PROBLEM TO WORK ON:
Render the rows from the start of the rows through the line containing "168), (585, 149)]", inclusive, as a two-column CSV with the header text,answer. Give one CSV line per row, with its text in the first quoted field, its answer in the second, and any line breaks replaced by spaces.

TASK MATERIAL:
**********

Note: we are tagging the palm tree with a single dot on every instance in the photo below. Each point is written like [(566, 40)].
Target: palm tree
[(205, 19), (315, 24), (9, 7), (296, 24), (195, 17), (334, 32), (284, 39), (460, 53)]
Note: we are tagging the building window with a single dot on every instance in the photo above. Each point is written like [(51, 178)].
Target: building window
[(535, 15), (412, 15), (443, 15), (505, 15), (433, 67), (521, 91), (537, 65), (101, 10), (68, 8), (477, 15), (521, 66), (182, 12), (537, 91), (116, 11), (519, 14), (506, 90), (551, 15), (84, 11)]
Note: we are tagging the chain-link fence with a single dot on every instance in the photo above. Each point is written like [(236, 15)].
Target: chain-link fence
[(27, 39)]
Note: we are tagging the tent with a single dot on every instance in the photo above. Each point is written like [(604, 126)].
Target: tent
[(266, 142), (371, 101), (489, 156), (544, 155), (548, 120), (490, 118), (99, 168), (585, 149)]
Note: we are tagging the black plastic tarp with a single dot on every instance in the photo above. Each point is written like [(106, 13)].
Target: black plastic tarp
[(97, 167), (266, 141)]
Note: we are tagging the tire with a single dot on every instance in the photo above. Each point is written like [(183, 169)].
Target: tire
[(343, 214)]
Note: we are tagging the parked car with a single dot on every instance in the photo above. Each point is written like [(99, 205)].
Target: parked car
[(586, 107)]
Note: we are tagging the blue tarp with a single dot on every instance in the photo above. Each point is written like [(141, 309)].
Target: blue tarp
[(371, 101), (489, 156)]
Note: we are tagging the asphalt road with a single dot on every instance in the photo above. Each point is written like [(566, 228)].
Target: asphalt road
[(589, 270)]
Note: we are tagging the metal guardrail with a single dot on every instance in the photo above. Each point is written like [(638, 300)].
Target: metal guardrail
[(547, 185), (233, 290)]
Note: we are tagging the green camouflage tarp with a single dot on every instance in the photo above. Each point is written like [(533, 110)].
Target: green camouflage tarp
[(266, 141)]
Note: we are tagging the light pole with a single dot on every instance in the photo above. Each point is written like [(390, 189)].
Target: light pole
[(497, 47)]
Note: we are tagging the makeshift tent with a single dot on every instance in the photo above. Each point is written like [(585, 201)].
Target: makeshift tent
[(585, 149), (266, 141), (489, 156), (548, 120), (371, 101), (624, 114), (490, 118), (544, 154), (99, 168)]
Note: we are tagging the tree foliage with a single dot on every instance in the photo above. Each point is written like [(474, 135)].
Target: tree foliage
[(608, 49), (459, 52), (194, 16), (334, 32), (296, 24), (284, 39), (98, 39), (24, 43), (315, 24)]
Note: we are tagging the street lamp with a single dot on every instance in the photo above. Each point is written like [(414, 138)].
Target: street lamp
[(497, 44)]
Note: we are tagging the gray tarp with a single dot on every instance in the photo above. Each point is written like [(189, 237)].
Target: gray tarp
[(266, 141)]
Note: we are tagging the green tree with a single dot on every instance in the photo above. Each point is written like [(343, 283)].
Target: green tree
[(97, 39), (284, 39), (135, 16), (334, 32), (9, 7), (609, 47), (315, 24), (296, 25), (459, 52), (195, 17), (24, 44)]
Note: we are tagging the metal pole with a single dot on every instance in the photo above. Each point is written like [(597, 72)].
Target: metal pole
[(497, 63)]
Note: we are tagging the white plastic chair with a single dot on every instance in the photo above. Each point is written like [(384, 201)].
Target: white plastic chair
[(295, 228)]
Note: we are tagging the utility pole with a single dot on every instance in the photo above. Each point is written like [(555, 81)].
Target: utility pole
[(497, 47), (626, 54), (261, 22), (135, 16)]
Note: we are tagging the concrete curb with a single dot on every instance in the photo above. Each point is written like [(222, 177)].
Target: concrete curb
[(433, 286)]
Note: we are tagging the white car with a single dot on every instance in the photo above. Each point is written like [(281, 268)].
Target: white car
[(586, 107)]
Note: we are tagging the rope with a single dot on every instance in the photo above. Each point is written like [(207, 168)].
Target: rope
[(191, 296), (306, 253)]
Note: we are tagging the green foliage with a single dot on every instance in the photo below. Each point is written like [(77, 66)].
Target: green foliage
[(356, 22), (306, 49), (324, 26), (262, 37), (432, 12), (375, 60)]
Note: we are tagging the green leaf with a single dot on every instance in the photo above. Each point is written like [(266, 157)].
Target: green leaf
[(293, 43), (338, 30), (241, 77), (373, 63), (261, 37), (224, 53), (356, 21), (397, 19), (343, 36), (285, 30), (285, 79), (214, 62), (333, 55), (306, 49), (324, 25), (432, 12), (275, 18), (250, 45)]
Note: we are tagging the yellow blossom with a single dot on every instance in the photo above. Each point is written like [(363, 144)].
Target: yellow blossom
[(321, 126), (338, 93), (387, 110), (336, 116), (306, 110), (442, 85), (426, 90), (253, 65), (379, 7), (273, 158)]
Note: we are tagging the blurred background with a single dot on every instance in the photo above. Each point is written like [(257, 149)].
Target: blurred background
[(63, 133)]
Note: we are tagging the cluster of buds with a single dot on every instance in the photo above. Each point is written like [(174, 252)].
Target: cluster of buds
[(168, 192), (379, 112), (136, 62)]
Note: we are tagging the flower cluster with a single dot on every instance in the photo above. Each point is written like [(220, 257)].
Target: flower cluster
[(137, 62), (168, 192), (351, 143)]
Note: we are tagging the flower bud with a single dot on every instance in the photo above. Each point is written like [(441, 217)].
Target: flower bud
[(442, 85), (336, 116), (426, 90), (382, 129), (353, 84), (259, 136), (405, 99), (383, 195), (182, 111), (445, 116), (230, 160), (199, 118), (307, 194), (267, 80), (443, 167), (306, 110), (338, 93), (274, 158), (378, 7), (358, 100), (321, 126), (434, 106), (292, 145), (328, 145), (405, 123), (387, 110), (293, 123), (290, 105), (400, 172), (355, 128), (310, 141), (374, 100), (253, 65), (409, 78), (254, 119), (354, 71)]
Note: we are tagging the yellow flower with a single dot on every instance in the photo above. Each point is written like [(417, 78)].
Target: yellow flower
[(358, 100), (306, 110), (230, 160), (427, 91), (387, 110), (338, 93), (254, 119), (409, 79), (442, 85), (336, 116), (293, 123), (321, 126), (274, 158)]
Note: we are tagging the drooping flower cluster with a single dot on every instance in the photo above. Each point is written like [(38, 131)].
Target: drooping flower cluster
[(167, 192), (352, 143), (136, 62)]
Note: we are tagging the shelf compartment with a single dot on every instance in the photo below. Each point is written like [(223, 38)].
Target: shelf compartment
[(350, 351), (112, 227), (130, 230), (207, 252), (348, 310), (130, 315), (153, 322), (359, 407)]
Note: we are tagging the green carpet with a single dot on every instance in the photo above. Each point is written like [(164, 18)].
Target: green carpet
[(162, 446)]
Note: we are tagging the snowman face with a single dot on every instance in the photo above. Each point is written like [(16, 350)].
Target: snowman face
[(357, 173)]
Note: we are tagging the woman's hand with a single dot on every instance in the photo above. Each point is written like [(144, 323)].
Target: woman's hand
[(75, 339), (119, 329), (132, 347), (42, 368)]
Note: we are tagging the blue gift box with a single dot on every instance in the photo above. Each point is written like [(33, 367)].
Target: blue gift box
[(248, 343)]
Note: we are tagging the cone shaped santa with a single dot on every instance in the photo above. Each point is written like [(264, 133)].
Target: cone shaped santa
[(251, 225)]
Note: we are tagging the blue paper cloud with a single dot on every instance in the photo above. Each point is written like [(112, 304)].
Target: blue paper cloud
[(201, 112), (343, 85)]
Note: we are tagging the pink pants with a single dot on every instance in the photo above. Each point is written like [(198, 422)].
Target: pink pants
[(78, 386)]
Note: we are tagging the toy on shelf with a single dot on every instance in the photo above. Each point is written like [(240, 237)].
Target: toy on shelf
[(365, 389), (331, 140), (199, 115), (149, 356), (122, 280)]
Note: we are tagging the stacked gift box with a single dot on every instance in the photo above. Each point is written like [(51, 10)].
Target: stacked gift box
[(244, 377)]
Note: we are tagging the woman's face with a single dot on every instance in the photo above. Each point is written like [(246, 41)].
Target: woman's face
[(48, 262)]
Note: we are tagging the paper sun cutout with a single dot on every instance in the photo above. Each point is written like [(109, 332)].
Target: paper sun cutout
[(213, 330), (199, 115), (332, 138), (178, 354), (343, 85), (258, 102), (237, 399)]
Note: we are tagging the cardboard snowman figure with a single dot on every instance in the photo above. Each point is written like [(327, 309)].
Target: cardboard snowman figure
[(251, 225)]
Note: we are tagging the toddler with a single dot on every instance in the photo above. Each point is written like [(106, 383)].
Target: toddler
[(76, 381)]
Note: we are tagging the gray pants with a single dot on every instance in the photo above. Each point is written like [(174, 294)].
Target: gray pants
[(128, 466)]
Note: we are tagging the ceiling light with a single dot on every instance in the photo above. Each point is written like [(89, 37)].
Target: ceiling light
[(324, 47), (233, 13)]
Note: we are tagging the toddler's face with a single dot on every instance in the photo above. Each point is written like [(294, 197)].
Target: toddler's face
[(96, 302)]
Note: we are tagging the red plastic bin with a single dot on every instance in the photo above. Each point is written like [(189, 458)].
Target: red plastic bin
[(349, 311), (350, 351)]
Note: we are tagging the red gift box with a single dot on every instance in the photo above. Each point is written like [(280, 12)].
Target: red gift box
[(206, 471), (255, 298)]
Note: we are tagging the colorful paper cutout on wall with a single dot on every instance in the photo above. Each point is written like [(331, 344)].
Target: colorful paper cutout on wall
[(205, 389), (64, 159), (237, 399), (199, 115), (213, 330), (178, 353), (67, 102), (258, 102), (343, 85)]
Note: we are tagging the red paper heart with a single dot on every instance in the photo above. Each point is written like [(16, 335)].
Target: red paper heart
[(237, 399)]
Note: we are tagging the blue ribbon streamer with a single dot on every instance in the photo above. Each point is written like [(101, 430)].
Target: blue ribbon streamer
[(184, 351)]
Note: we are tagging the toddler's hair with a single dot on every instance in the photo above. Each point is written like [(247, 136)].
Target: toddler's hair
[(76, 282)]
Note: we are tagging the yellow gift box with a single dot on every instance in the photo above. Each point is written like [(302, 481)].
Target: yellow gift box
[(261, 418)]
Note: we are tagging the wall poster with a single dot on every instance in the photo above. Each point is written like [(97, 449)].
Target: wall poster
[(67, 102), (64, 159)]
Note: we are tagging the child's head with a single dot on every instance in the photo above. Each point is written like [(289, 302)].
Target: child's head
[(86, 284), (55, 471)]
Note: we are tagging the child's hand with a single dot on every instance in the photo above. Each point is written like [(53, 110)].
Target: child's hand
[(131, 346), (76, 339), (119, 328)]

**********

ANSWER BELOW:
text,answer
"Note: we are tagging the palm tree with a single dot on every instance in the photo below. Each point is written like [(566, 40)]. Target: palm tree","[(205, 19), (315, 24), (9, 7), (296, 24), (195, 17), (334, 32), (284, 39), (460, 53)]"
"Note: we are tagging the building window with a single dot on every instance in the photo above. Each point is written like [(51, 178)]. Target: building window","[(535, 15), (412, 15), (443, 15), (505, 15), (433, 67), (521, 91), (537, 65), (101, 10), (68, 8), (477, 15), (521, 66), (182, 12), (537, 91), (116, 11), (519, 14), (506, 90), (551, 15), (84, 11)]"
"Note: we are tagging the chain-link fence with a single dot on every instance in the photo above. Each point is written like [(236, 15)]. Target: chain-link fence","[(27, 39)]"
"Note: we are tagging the tent with a single dot on every instance in the photo above. Each point is written like [(604, 126)]. Target: tent","[(266, 142), (371, 101), (489, 156), (544, 155), (548, 120), (490, 118), (99, 168), (585, 149)]"